_ACTIONS TO TAKE_
1. According to the farm finance excerpt below, for how many Illinois farm operators are the key-measure averages in Table 1 reported?
2. Carry on the farm finance excerpt below from its last sentence.

::: PAGE EXCERPT :::

By Bradley L. Zwilling, Brandy Krapf and Dwight D. Raab, University of Illinois

The Farm Financial Standards Council has identified several key measures to analyze the financial strength of a farm business. These measures are in the areas of:

  1. Liquidity
  2. Solvency
  3. Profitability
  4. Financial Efficiency


The averages for these key measures for 2,536 Illinois farm operators can be found in Table 1. These measures are also calculated by farm type. Due to the effects that weather and other outside factors may have on a farm business for any one year, it is better to monitor these measures over time and to identify trends than it is to rely too heavily on these measures for any one year when making business decisions.

Lets' take the above four areas and consider the measures that can be used to analyze the financial strength of a farm business.

::: MATERIAL SUPPLIED :::

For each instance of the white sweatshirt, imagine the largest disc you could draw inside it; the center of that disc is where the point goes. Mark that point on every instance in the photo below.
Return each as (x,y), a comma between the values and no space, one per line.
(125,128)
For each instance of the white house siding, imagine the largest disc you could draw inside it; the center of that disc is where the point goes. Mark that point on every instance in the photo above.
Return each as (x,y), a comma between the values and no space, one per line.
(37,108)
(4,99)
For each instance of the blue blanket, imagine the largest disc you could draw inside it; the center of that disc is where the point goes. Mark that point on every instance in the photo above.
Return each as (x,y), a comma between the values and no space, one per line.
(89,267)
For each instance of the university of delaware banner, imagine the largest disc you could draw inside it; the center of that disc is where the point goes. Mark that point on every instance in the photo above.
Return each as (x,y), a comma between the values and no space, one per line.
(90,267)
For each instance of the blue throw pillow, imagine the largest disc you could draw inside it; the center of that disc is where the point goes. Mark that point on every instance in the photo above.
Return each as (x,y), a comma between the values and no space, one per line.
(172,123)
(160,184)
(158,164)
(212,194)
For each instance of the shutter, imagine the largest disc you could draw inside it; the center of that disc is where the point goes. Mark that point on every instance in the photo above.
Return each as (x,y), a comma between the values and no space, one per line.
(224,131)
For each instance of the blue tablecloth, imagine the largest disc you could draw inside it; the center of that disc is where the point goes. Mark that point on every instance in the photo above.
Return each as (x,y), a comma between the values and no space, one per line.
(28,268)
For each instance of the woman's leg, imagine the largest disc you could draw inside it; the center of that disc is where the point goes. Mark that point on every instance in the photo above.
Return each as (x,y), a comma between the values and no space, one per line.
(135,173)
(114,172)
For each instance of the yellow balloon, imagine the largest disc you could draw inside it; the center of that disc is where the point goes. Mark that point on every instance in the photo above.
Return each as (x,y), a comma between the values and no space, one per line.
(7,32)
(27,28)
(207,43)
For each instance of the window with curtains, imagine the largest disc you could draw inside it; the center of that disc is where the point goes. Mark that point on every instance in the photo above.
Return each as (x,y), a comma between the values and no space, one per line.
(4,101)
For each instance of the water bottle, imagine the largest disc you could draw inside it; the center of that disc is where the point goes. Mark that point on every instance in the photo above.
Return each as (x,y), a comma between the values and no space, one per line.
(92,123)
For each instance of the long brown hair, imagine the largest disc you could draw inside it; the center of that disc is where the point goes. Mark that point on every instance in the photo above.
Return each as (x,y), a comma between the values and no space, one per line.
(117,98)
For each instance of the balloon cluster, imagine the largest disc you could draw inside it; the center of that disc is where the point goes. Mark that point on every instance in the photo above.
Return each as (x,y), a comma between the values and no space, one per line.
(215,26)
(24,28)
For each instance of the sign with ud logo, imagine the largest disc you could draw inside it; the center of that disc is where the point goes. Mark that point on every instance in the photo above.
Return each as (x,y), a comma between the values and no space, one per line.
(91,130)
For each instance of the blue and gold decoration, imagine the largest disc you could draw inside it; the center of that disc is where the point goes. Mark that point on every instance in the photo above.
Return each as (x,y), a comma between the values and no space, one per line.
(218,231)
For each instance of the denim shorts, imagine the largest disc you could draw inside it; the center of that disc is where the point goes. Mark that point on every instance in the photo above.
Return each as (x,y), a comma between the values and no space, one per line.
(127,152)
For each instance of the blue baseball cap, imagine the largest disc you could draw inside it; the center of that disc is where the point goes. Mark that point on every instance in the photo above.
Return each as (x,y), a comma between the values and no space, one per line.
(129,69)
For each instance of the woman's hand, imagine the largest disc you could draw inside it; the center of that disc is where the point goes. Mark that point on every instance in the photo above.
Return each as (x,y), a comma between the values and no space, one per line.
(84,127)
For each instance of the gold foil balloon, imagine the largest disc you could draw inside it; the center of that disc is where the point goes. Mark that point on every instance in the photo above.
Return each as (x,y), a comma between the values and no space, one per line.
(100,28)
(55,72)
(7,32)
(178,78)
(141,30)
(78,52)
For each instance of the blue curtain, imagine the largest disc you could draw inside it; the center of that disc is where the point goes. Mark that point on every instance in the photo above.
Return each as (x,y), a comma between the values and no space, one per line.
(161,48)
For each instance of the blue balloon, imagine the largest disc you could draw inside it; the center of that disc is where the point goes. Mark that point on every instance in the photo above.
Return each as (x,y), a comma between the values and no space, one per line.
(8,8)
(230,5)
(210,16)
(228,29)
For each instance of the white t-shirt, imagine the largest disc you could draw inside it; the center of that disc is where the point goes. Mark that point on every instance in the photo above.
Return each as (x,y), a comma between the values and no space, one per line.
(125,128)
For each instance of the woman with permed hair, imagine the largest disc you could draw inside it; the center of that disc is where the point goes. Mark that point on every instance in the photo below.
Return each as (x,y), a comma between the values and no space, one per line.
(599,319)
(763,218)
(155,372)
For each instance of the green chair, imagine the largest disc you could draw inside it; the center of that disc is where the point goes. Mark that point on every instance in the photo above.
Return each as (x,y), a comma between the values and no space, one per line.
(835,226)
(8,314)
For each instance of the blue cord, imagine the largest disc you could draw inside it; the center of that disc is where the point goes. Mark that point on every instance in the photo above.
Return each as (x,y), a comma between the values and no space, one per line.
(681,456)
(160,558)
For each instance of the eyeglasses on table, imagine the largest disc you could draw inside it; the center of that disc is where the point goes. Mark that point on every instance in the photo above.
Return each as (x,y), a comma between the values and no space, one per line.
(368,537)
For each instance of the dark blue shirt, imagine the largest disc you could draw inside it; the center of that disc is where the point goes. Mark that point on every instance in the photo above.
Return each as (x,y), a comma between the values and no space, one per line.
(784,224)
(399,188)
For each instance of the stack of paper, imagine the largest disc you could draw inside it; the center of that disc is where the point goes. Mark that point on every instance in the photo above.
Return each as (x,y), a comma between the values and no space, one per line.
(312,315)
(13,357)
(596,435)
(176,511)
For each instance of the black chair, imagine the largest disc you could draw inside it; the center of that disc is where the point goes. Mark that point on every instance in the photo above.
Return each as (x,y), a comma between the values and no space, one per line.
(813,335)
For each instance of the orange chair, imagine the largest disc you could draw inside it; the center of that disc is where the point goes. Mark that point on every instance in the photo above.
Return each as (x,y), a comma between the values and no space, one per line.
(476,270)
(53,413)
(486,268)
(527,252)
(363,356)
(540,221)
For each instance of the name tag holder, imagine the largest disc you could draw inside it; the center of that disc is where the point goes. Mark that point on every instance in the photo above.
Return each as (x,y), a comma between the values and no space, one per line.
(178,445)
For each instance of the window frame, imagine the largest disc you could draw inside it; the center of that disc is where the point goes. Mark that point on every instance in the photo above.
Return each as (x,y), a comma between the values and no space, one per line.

:::

_ANSWERS FOR THE TASKS_
1. 2,536 Illinois farm operators.

2.
Liquidity

Liquidity is an assessment of a farm's ability to meet current cash-flow needs. The amount of working capital (current assets less current liabilities) and the current ratio (current assets divided by current liabilities) are two frequently used measures of liquidity. The median amount of working capital as of December 31, 2012 for the 2,536 farm operators was $396,050, up over $55,000 from $340,554 a year earlier. Hog farms had the greatest level of working capital, averaging $429,242, while dairy farms had the least, averaging $133,433. Most of the assets of a dairy farm--the dairy herd, buildings, and land--are noncurrent assets. The median current ratio for all the farms was 3.07, up from 2.76 a year ago. Grain farms recorded the highest (most healthy) current ratio, and beef farms the lowest. The 2012 current ratio was the highest for any year during the last 15 years.

Solvency

Solvency is a measure of the farm's overall financial strength and risk-taking ability. The average net worth of the 2,536 farm operators at the end of 2012 was $2,750,068, up from $2,287,223 the year before. Average farm and nonfarm incomes in 2012 were above family living requirements, thus enabling net worth increases. Increasing land values have also boosted the net worth of those operators who own land. Hog farms had the highest net worth, followed by grain farms, with dairy farms recording the lowest for this year.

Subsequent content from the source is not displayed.